- **Given records**:
>>>>>

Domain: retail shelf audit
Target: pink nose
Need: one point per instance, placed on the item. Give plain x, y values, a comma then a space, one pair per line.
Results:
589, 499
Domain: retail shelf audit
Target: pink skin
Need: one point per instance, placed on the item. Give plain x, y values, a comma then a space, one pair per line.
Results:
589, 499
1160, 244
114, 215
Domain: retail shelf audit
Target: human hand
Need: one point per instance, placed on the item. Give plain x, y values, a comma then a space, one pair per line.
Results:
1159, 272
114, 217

<<<<<
>>>>>

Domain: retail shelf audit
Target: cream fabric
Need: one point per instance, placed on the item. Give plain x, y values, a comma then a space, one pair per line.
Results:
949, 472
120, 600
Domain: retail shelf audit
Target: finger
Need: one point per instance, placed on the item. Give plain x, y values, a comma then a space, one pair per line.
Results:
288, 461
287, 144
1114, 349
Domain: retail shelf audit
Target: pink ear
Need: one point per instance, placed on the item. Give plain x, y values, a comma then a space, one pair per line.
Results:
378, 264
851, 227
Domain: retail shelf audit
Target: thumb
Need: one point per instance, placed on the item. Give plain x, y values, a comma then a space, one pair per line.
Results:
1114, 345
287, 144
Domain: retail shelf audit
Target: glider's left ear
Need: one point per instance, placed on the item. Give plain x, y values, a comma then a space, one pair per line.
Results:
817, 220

<<<<<
>>>>>

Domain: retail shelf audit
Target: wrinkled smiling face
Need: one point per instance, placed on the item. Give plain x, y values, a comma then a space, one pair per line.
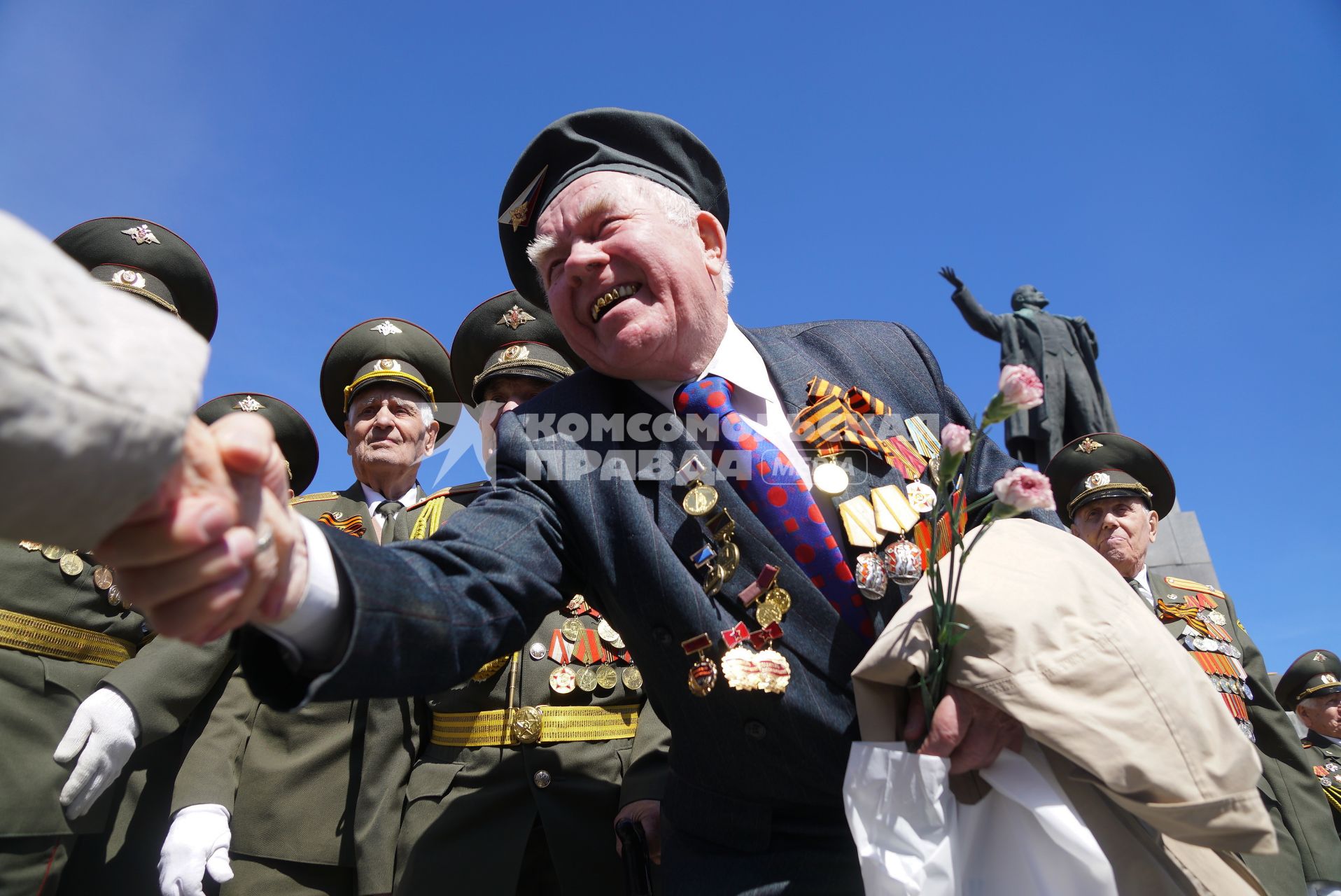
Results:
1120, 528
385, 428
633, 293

<<<<<

- **To do**: Please pick out every line in the rows above that contains the word "pink" and copy each one in full.

- **Correct response**:
Target: pink nose
Target: pink skin
Target: pink ear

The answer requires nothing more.